>>>
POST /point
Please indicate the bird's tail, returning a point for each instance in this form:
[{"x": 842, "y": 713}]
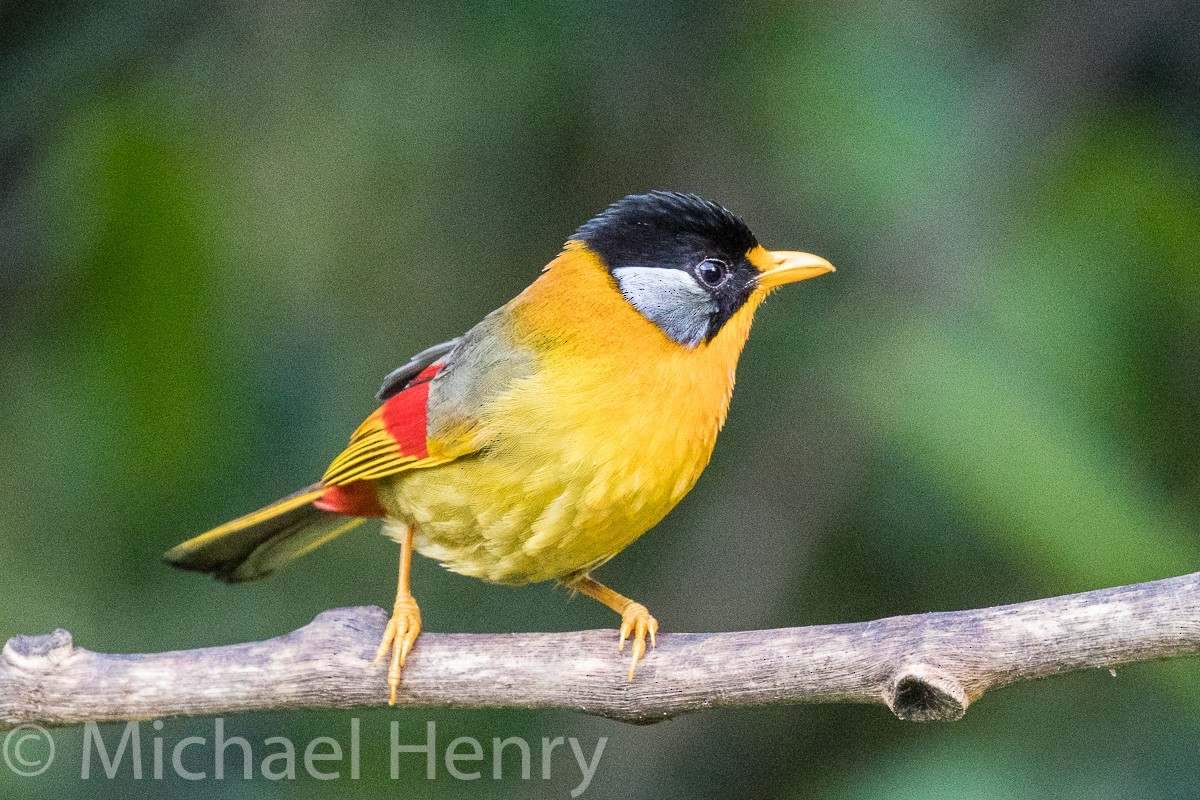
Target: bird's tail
[{"x": 257, "y": 545}]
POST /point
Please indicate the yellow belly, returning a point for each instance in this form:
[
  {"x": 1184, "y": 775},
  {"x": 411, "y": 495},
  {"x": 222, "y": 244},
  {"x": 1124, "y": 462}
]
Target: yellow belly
[{"x": 587, "y": 453}]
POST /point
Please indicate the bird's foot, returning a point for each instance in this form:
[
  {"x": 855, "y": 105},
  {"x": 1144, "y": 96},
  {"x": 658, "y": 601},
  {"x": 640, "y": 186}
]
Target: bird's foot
[
  {"x": 636, "y": 620},
  {"x": 399, "y": 637}
]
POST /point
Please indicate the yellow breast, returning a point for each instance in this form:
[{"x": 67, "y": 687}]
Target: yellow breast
[{"x": 607, "y": 434}]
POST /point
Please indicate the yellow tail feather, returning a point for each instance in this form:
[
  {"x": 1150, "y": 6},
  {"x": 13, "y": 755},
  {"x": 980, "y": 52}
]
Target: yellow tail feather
[{"x": 256, "y": 545}]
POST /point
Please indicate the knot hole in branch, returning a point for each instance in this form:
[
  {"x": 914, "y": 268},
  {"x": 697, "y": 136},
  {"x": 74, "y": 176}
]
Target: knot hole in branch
[{"x": 924, "y": 693}]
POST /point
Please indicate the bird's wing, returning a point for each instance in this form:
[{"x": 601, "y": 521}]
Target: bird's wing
[
  {"x": 399, "y": 378},
  {"x": 431, "y": 409}
]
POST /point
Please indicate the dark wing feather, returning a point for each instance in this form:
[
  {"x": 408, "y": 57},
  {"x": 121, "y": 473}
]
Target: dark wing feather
[{"x": 397, "y": 379}]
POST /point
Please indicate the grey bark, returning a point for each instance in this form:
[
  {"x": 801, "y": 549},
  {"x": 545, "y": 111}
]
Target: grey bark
[{"x": 922, "y": 667}]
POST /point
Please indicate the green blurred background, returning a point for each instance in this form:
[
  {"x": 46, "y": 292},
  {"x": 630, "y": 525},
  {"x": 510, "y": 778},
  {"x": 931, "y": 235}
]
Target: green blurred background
[{"x": 221, "y": 224}]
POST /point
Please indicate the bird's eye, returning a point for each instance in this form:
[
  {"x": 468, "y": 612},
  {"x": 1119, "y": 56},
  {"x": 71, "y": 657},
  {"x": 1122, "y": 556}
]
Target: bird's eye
[{"x": 712, "y": 271}]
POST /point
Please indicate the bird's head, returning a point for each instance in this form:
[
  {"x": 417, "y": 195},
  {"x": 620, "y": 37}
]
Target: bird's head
[{"x": 687, "y": 264}]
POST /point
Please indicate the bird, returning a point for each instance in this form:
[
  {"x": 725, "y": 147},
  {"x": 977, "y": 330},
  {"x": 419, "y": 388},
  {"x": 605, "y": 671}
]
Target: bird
[{"x": 553, "y": 433}]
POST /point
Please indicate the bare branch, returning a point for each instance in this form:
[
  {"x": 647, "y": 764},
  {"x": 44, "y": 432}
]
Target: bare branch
[{"x": 922, "y": 667}]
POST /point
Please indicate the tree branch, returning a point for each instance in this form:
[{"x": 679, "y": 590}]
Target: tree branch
[{"x": 922, "y": 667}]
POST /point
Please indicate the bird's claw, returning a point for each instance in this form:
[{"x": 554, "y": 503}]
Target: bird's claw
[
  {"x": 399, "y": 637},
  {"x": 636, "y": 620}
]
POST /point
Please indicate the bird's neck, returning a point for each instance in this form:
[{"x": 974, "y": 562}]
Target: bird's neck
[{"x": 593, "y": 343}]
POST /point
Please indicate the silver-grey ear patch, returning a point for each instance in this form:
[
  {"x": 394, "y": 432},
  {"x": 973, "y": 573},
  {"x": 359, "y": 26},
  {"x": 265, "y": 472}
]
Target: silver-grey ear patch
[{"x": 671, "y": 299}]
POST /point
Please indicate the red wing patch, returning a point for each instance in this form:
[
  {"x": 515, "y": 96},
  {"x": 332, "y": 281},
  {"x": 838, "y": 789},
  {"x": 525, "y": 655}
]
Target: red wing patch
[
  {"x": 357, "y": 499},
  {"x": 391, "y": 439}
]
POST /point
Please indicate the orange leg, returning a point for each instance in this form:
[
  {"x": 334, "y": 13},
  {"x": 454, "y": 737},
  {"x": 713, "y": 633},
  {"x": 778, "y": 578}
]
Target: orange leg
[
  {"x": 406, "y": 620},
  {"x": 634, "y": 617}
]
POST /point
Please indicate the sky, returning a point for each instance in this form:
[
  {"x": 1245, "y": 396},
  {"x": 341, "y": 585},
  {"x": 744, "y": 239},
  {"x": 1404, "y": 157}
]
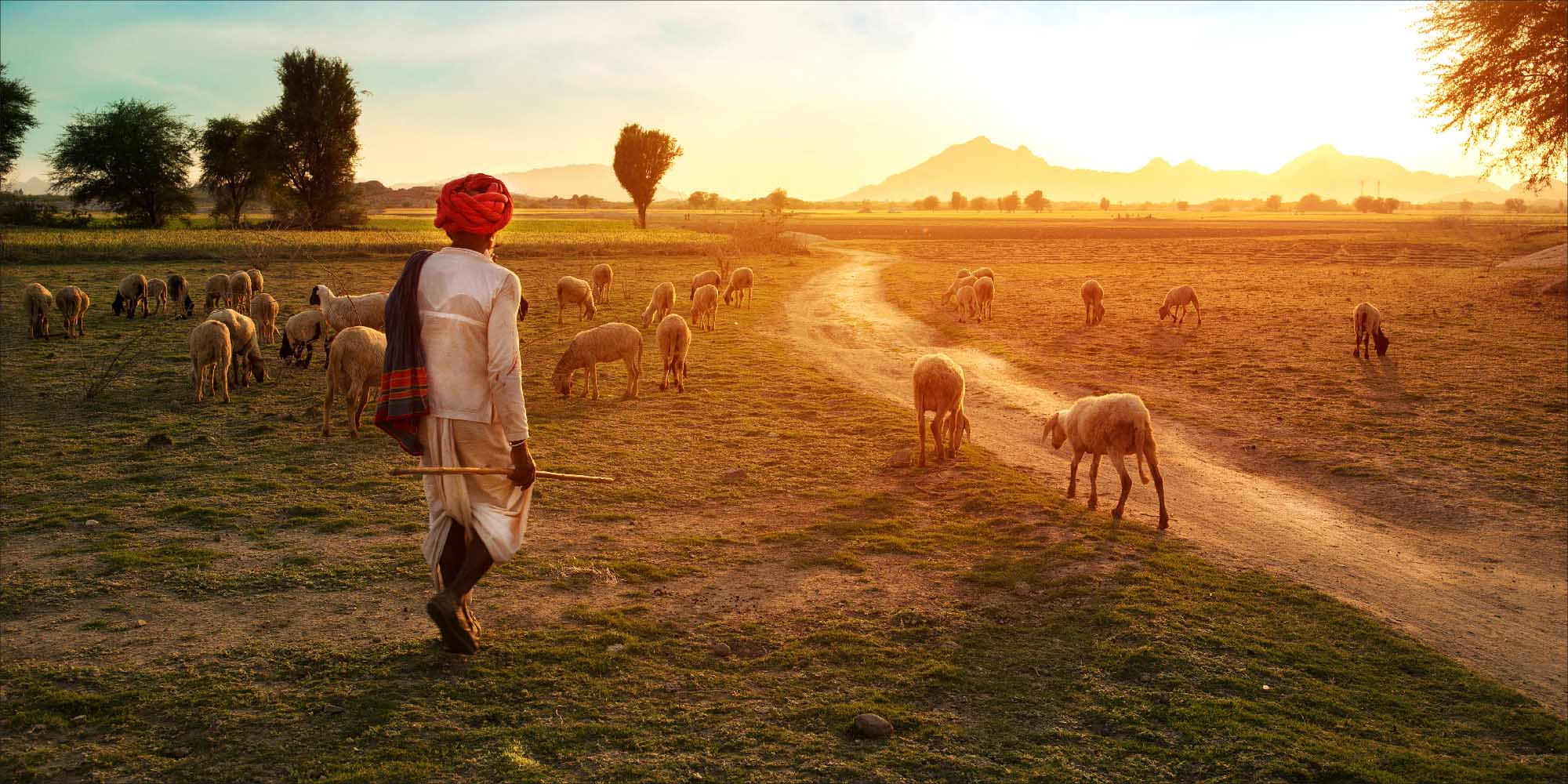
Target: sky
[{"x": 818, "y": 100}]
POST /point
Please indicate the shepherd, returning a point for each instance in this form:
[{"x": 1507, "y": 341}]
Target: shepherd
[{"x": 452, "y": 394}]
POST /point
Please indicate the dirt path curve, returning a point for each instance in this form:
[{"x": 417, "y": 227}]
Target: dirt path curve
[{"x": 1501, "y": 612}]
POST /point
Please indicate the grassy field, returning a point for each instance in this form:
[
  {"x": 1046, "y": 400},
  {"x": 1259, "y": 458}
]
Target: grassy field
[{"x": 245, "y": 604}]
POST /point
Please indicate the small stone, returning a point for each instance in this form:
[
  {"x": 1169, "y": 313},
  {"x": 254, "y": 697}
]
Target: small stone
[{"x": 873, "y": 727}]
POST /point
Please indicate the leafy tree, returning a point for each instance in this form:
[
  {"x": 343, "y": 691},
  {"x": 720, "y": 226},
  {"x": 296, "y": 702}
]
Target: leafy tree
[
  {"x": 1503, "y": 73},
  {"x": 136, "y": 158},
  {"x": 16, "y": 120},
  {"x": 233, "y": 165},
  {"x": 311, "y": 142},
  {"x": 642, "y": 159}
]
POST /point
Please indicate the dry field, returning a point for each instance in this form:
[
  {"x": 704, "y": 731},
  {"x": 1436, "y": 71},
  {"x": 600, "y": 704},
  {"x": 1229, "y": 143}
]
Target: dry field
[{"x": 244, "y": 604}]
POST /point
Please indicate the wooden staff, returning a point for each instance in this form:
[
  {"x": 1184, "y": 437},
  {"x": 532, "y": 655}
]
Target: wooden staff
[{"x": 496, "y": 471}]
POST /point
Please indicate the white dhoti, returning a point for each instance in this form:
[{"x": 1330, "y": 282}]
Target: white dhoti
[{"x": 490, "y": 507}]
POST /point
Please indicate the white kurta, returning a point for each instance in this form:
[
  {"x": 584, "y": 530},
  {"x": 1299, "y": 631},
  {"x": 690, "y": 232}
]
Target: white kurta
[{"x": 468, "y": 308}]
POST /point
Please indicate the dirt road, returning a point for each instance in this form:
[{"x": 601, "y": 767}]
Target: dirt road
[{"x": 1497, "y": 606}]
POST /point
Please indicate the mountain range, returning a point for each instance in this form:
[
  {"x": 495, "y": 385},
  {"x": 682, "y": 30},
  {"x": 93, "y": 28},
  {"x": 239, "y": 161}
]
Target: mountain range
[{"x": 984, "y": 169}]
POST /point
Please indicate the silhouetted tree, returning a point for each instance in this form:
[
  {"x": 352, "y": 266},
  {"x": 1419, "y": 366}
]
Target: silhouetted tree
[
  {"x": 642, "y": 159},
  {"x": 136, "y": 158},
  {"x": 16, "y": 120},
  {"x": 1503, "y": 73},
  {"x": 233, "y": 165}
]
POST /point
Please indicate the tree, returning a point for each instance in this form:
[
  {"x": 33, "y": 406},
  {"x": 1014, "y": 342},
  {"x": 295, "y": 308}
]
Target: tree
[
  {"x": 16, "y": 120},
  {"x": 233, "y": 165},
  {"x": 1503, "y": 71},
  {"x": 311, "y": 142},
  {"x": 136, "y": 158},
  {"x": 642, "y": 159}
]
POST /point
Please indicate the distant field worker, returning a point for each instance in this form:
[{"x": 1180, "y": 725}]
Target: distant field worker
[{"x": 452, "y": 394}]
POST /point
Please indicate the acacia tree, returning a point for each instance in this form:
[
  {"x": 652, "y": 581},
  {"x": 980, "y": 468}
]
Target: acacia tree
[
  {"x": 233, "y": 165},
  {"x": 642, "y": 159},
  {"x": 16, "y": 120},
  {"x": 136, "y": 158},
  {"x": 311, "y": 142},
  {"x": 1503, "y": 68}
]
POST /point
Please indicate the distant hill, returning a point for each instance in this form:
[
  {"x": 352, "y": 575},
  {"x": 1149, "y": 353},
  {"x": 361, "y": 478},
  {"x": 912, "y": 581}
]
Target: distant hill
[
  {"x": 592, "y": 180},
  {"x": 984, "y": 169}
]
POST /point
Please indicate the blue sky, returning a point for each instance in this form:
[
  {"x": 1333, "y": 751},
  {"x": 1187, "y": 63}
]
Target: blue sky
[{"x": 813, "y": 98}]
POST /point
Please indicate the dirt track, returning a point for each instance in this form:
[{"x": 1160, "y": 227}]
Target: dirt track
[{"x": 1498, "y": 606}]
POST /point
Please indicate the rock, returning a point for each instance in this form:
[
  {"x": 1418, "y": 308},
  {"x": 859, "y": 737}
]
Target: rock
[{"x": 873, "y": 727}]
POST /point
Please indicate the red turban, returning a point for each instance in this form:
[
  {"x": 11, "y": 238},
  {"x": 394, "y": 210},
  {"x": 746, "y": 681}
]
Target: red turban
[{"x": 476, "y": 205}]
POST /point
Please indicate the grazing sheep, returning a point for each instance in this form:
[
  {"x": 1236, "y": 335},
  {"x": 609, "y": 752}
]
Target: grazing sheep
[
  {"x": 241, "y": 291},
  {"x": 217, "y": 292},
  {"x": 1177, "y": 300},
  {"x": 1370, "y": 330},
  {"x": 739, "y": 286},
  {"x": 1094, "y": 303},
  {"x": 968, "y": 305},
  {"x": 264, "y": 310},
  {"x": 38, "y": 307},
  {"x": 601, "y": 275},
  {"x": 158, "y": 292},
  {"x": 242, "y": 341},
  {"x": 675, "y": 339},
  {"x": 1114, "y": 426},
  {"x": 355, "y": 366},
  {"x": 578, "y": 292},
  {"x": 350, "y": 310},
  {"x": 985, "y": 292},
  {"x": 705, "y": 303},
  {"x": 300, "y": 335},
  {"x": 659, "y": 305},
  {"x": 700, "y": 280},
  {"x": 940, "y": 388},
  {"x": 211, "y": 357},
  {"x": 181, "y": 296},
  {"x": 601, "y": 344},
  {"x": 132, "y": 291},
  {"x": 73, "y": 305}
]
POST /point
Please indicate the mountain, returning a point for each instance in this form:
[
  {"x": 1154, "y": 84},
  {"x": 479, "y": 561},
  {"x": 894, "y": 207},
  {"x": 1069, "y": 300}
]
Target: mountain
[
  {"x": 592, "y": 180},
  {"x": 984, "y": 169}
]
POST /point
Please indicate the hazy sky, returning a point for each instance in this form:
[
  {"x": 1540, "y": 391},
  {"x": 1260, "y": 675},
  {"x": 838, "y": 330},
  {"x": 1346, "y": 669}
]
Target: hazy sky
[{"x": 819, "y": 100}]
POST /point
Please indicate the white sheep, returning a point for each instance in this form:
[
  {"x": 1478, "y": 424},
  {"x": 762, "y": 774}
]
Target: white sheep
[
  {"x": 601, "y": 344},
  {"x": 1116, "y": 426},
  {"x": 705, "y": 307},
  {"x": 603, "y": 277},
  {"x": 300, "y": 335},
  {"x": 1370, "y": 332},
  {"x": 73, "y": 305},
  {"x": 739, "y": 286},
  {"x": 575, "y": 291},
  {"x": 985, "y": 294},
  {"x": 1094, "y": 303},
  {"x": 675, "y": 341},
  {"x": 211, "y": 357},
  {"x": 40, "y": 302},
  {"x": 1177, "y": 300},
  {"x": 700, "y": 280},
  {"x": 350, "y": 310},
  {"x": 355, "y": 366},
  {"x": 264, "y": 310},
  {"x": 132, "y": 289},
  {"x": 940, "y": 388},
  {"x": 659, "y": 305},
  {"x": 217, "y": 292}
]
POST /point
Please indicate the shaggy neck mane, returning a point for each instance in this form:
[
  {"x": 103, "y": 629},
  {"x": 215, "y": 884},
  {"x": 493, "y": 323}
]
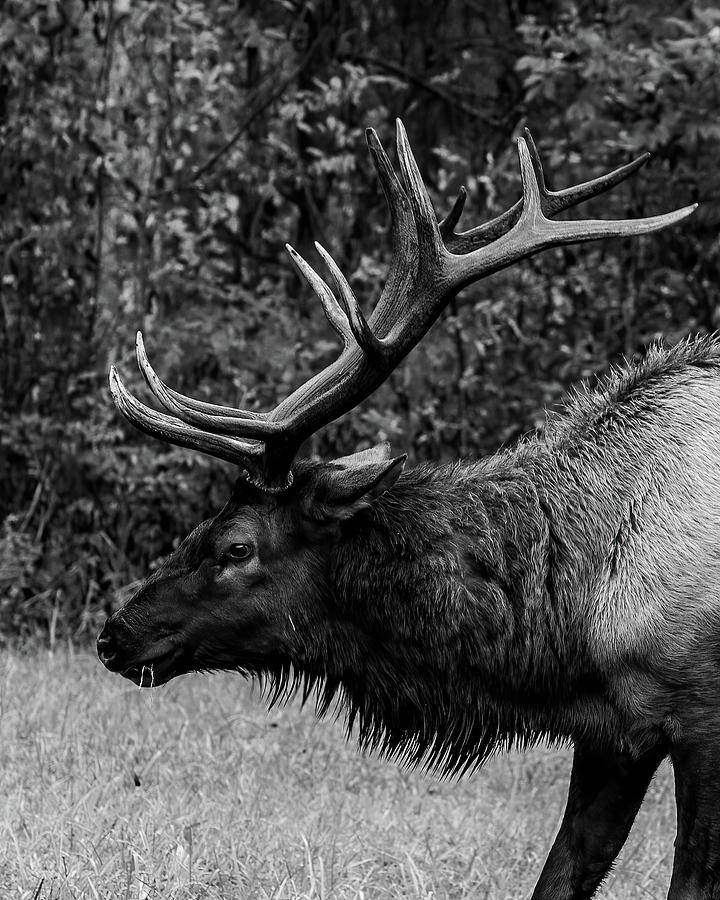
<<<
WHAT IS REQUIRED
List every line in the material that contains the word "track", copying each one in full.

EXERCISE RESPONSE
Please indicate the dirt track, returning a point for each instance in this form:
Target: dirt track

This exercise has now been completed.